*TASK TO CARRY OUT*.
In the records below, find the line containing "just wondering, can you pick out the stone"; copy exactly that line and all lines after it to the end, and nothing else.

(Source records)
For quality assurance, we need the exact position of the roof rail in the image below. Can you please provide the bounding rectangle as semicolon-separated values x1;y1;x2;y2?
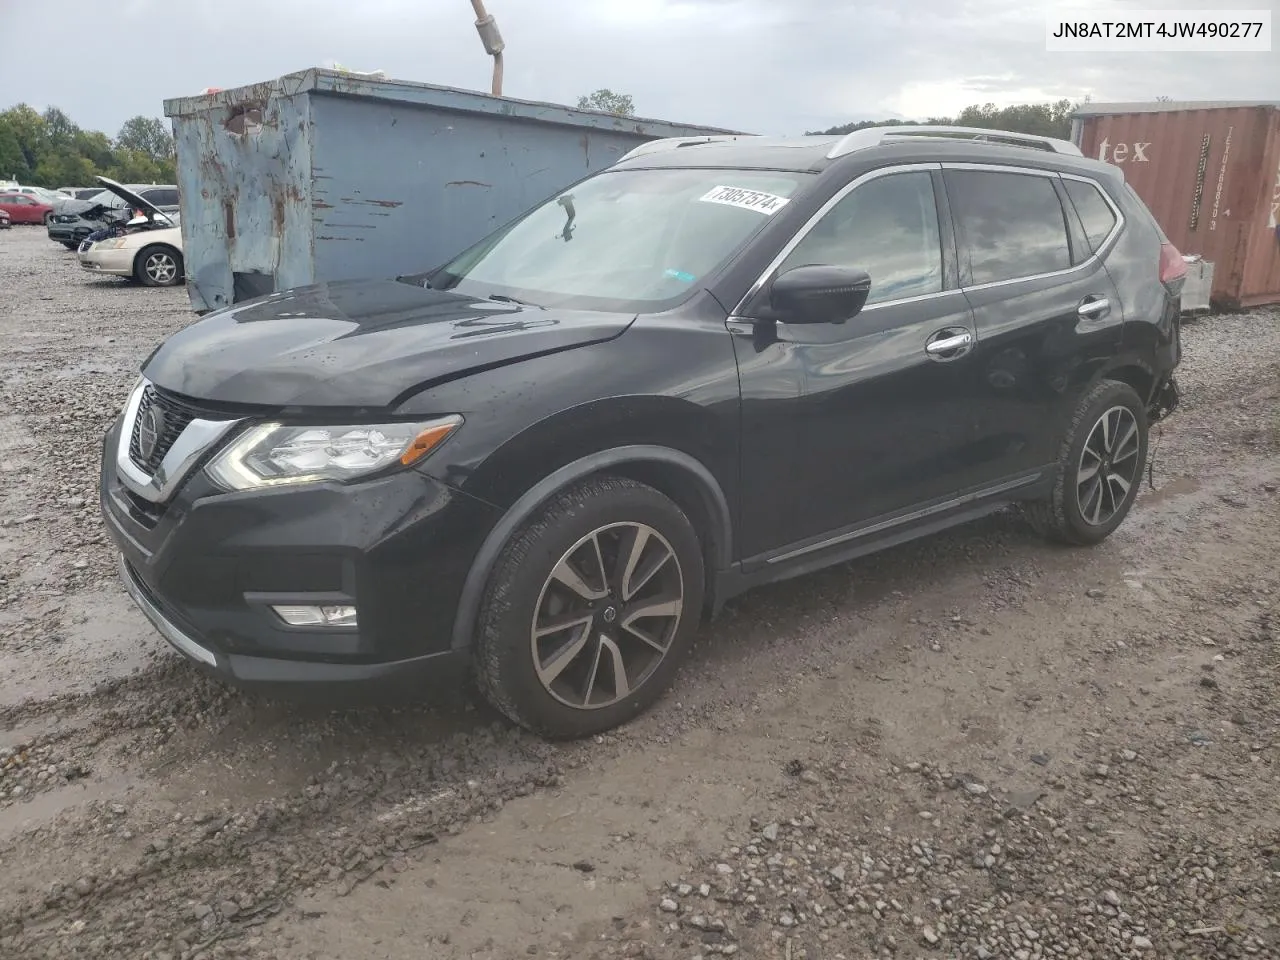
617;135;754;164
826;125;1083;159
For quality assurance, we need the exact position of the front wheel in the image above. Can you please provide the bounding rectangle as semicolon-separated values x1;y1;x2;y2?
473;476;705;739
1024;379;1149;545
135;245;184;287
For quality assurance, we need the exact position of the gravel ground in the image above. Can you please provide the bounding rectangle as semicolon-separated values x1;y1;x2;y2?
0;224;1278;960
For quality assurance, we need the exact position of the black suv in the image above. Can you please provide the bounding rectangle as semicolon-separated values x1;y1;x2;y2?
99;126;1185;738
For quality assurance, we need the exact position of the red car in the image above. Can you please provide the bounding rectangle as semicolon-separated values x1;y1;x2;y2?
0;193;54;225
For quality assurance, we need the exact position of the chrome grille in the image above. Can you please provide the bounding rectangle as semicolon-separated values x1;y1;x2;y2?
127;386;198;473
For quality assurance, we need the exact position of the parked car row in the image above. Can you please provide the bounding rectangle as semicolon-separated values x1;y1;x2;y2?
47;182;179;248
1;177;185;287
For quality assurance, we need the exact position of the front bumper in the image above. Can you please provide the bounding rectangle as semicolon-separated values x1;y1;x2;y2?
100;415;501;699
48;223;88;242
79;246;134;277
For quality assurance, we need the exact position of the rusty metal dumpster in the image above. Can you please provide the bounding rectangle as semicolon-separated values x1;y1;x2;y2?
163;69;741;313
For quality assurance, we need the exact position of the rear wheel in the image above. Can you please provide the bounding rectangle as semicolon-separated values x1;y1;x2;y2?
1024;379;1148;545
42;211;52;225
473;476;705;739
62;241;79;250
134;245;184;287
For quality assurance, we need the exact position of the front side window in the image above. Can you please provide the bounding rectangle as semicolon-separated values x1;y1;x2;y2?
778;170;943;305
947;170;1072;285
430;167;812;312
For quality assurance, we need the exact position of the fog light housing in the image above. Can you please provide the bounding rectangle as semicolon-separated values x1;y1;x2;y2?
272;604;358;628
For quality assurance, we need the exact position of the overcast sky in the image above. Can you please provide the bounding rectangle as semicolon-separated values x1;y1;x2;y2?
1;0;1276;136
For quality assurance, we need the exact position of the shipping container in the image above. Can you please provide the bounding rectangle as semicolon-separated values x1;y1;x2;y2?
1072;101;1280;309
163;69;741;314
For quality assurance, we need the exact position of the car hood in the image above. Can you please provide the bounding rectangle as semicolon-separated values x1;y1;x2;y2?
95;176;173;225
142;278;637;408
56;198;120;219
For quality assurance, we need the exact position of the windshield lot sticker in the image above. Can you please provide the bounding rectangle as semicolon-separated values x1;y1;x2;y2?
698;186;790;215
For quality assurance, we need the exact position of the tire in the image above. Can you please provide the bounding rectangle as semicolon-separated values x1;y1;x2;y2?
1024;379;1148;546
473;475;705;739
62;241;79;250
134;245;184;287
43;211;52;225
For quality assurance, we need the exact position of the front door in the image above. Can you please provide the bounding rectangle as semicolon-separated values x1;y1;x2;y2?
732;165;991;563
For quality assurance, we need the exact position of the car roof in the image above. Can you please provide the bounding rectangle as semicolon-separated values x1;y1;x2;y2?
610;127;1121;181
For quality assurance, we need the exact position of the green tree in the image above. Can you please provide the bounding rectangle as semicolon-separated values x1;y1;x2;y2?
116;116;174;163
0;104;178;186
577;89;635;116
0;122;31;181
1;104;48;172
812;99;1082;141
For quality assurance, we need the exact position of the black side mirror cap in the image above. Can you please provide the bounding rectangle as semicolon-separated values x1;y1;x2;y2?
768;265;872;324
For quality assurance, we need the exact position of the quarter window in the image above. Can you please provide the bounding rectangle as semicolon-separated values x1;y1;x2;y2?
779;171;943;305
1063;178;1118;253
946;170;1072;286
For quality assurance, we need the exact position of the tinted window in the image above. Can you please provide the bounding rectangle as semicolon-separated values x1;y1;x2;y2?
146;189;179;206
432;167;811;313
779;171;943;305
947;170;1071;285
1063;179;1118;253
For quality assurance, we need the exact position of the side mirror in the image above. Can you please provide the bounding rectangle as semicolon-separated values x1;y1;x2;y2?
768;264;872;324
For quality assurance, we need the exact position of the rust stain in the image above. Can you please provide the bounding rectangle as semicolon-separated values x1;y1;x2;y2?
445;180;492;188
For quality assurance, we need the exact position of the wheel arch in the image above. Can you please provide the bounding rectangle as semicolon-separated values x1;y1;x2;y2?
134;242;185;279
449;444;733;651
1072;354;1158;406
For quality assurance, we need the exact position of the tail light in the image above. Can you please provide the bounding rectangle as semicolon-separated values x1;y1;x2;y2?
1159;242;1187;295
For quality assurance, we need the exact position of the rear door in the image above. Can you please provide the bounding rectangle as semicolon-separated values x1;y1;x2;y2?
943;164;1124;483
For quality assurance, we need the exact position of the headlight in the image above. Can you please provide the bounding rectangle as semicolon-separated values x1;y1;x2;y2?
205;417;462;491
95;238;127;249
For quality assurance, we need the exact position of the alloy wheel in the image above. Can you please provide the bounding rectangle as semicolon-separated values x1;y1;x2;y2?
530;522;685;710
146;252;178;284
1077;405;1141;526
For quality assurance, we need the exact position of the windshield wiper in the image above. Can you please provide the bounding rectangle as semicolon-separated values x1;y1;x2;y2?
487;294;542;308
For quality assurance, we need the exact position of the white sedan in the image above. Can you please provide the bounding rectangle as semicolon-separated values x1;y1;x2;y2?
76;177;184;287
79;218;185;287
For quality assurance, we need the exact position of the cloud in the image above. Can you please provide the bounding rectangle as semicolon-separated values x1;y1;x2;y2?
0;0;1274;136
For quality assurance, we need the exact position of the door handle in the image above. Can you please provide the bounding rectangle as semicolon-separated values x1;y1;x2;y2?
1077;296;1110;319
925;330;973;359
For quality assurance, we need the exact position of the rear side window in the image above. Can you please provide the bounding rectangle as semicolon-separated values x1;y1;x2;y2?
147;189;179;206
1063;178;1118;253
946;170;1072;285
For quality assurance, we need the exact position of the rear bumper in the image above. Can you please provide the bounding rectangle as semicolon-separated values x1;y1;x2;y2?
1149;375;1180;423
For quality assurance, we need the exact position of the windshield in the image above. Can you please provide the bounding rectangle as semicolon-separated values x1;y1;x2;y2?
429;167;812;312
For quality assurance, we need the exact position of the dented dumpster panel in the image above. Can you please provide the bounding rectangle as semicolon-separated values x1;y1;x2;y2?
165;69;740;313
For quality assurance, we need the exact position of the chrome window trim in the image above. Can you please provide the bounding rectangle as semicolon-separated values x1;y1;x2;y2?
730;162;944;318
116;378;243;504
942;163;1126;293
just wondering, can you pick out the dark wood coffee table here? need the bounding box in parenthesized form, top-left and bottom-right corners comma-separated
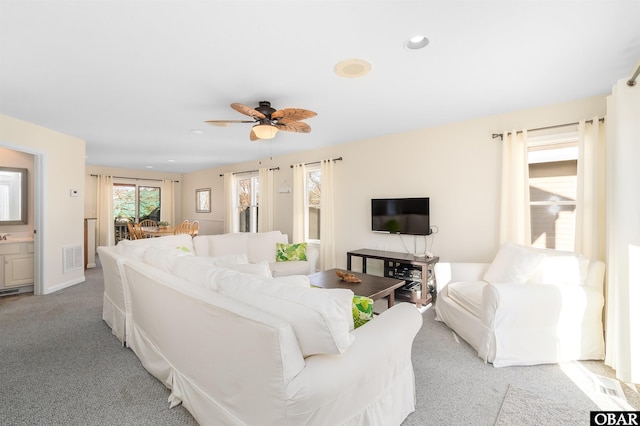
(308, 269, 406, 309)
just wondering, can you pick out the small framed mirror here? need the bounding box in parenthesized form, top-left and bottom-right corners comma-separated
(195, 188, 211, 213)
(0, 167, 28, 225)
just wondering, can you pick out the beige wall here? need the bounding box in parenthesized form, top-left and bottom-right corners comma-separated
(180, 169, 225, 235)
(182, 95, 607, 268)
(0, 114, 86, 294)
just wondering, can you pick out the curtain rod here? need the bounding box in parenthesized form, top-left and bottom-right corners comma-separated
(628, 62, 640, 86)
(90, 174, 179, 183)
(219, 166, 280, 177)
(492, 117, 605, 140)
(289, 157, 343, 168)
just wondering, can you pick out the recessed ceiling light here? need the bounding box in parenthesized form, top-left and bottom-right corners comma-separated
(404, 35, 429, 50)
(334, 59, 372, 78)
(168, 159, 176, 163)
(191, 129, 204, 134)
(145, 165, 153, 169)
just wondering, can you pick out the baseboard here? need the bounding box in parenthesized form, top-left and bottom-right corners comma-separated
(44, 276, 86, 294)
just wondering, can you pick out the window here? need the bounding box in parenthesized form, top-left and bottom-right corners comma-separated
(113, 184, 161, 223)
(528, 133, 578, 251)
(306, 165, 321, 241)
(236, 175, 259, 233)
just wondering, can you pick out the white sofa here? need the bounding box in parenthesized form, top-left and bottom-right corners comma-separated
(98, 234, 195, 344)
(99, 232, 317, 344)
(192, 230, 319, 277)
(99, 235, 423, 425)
(434, 242, 605, 367)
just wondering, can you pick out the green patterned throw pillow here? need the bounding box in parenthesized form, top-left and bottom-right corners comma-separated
(276, 242, 307, 262)
(309, 286, 374, 329)
(352, 295, 374, 328)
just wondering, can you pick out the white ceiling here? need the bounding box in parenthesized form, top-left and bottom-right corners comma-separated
(1, 1, 639, 173)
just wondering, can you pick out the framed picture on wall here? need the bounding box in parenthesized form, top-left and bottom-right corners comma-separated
(196, 188, 211, 213)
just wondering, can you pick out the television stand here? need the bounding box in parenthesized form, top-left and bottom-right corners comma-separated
(346, 249, 439, 307)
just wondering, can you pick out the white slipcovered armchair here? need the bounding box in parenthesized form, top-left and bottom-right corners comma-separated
(434, 242, 605, 367)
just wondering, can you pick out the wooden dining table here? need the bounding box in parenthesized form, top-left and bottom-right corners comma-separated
(142, 226, 198, 237)
(141, 226, 199, 237)
(141, 226, 175, 237)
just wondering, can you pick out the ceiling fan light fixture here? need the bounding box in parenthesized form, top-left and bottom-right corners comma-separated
(253, 124, 278, 139)
(208, 102, 316, 141)
(404, 35, 429, 50)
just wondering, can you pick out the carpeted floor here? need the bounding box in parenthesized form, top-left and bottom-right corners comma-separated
(494, 385, 585, 426)
(0, 263, 197, 426)
(1, 259, 638, 425)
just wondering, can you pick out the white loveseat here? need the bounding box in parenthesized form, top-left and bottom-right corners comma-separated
(99, 235, 423, 425)
(434, 242, 605, 367)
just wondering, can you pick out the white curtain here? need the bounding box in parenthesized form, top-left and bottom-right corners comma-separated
(292, 163, 306, 243)
(223, 172, 236, 233)
(499, 130, 531, 245)
(604, 78, 640, 384)
(96, 175, 114, 246)
(320, 159, 336, 270)
(160, 180, 175, 227)
(575, 118, 606, 261)
(258, 168, 274, 232)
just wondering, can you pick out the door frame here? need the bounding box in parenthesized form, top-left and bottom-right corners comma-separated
(0, 143, 45, 295)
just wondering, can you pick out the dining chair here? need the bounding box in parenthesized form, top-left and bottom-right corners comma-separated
(191, 220, 200, 235)
(127, 222, 138, 240)
(139, 219, 157, 228)
(174, 220, 196, 237)
(133, 223, 147, 239)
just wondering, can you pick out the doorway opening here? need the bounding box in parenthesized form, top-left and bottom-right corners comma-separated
(0, 144, 44, 297)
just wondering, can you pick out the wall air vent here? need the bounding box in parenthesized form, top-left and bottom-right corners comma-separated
(63, 245, 83, 273)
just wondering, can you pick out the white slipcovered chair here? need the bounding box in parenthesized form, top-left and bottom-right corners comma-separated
(434, 242, 605, 367)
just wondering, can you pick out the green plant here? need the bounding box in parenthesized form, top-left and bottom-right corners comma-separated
(385, 219, 400, 234)
(158, 221, 170, 227)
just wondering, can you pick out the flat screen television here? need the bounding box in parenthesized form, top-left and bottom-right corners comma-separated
(371, 197, 431, 235)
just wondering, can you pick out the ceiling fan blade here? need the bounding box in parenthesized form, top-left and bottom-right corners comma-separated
(271, 108, 317, 123)
(249, 129, 260, 141)
(205, 119, 255, 127)
(274, 122, 312, 133)
(231, 103, 266, 119)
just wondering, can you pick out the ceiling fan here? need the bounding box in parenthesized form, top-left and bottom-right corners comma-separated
(205, 101, 317, 141)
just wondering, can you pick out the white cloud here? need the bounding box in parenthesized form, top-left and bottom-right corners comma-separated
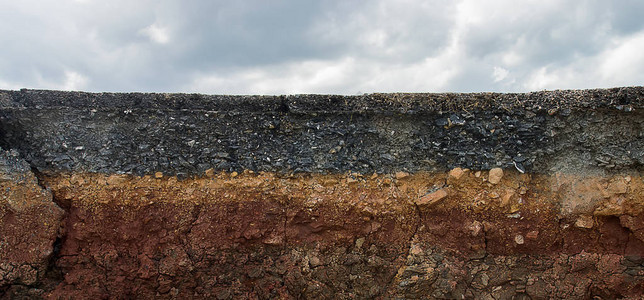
(186, 49, 462, 95)
(492, 67, 509, 82)
(61, 70, 88, 91)
(139, 23, 170, 44)
(523, 30, 644, 91)
(0, 0, 643, 93)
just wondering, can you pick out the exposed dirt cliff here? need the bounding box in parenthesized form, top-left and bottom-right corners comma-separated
(0, 88, 642, 299)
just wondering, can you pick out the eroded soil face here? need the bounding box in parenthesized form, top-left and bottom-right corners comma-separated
(0, 88, 643, 299)
(11, 169, 637, 299)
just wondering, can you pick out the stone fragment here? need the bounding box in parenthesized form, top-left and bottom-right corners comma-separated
(154, 172, 163, 179)
(514, 234, 525, 245)
(231, 171, 238, 178)
(308, 255, 322, 268)
(355, 237, 365, 249)
(575, 215, 594, 228)
(501, 189, 515, 207)
(409, 244, 423, 255)
(448, 167, 465, 182)
(416, 188, 448, 206)
(395, 171, 409, 179)
(526, 230, 539, 239)
(467, 221, 482, 237)
(607, 179, 628, 195)
(488, 168, 503, 184)
(107, 174, 127, 185)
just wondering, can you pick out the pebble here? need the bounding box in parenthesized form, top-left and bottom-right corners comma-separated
(526, 230, 539, 239)
(514, 235, 525, 245)
(416, 188, 448, 206)
(501, 189, 515, 207)
(154, 172, 163, 179)
(607, 180, 628, 194)
(488, 168, 504, 184)
(395, 171, 410, 179)
(575, 215, 594, 228)
(448, 168, 466, 184)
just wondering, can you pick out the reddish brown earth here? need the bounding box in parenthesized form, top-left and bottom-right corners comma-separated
(0, 164, 63, 298)
(1, 168, 641, 299)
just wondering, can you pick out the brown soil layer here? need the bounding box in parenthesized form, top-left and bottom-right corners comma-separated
(2, 169, 640, 299)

*FINISHED EXERCISE*.
just wondering, can you pick out the stone fragment here? need the bounding box in parenthesized form, top-left and bottom-right corners comma-separated
(154, 172, 163, 179)
(514, 234, 525, 245)
(231, 171, 238, 178)
(308, 255, 322, 268)
(355, 237, 365, 249)
(575, 215, 594, 228)
(501, 189, 515, 207)
(409, 244, 423, 255)
(448, 167, 465, 182)
(416, 188, 448, 206)
(395, 171, 409, 179)
(526, 230, 539, 239)
(467, 221, 482, 237)
(607, 179, 628, 195)
(488, 168, 503, 184)
(107, 174, 127, 185)
just wondering, can you pick out the pebble here? need the bounding box in parenthesized form, top-left and bottom-right corners comma-separated
(526, 230, 539, 239)
(514, 235, 525, 245)
(416, 188, 448, 206)
(501, 189, 515, 207)
(154, 172, 163, 179)
(607, 180, 628, 194)
(488, 168, 504, 184)
(395, 171, 410, 179)
(575, 215, 594, 228)
(448, 168, 466, 184)
just wondering, can you pick out the reddish brown earth here? need the bounding box in parenthesized form, top-left and bottom-right corners comma-separated
(0, 164, 63, 298)
(1, 168, 641, 299)
just wondering, can you pick out the brown soil layer here? need the bounding box in parenthesized form, top-left and bottom-right corners comma-separated
(2, 169, 640, 299)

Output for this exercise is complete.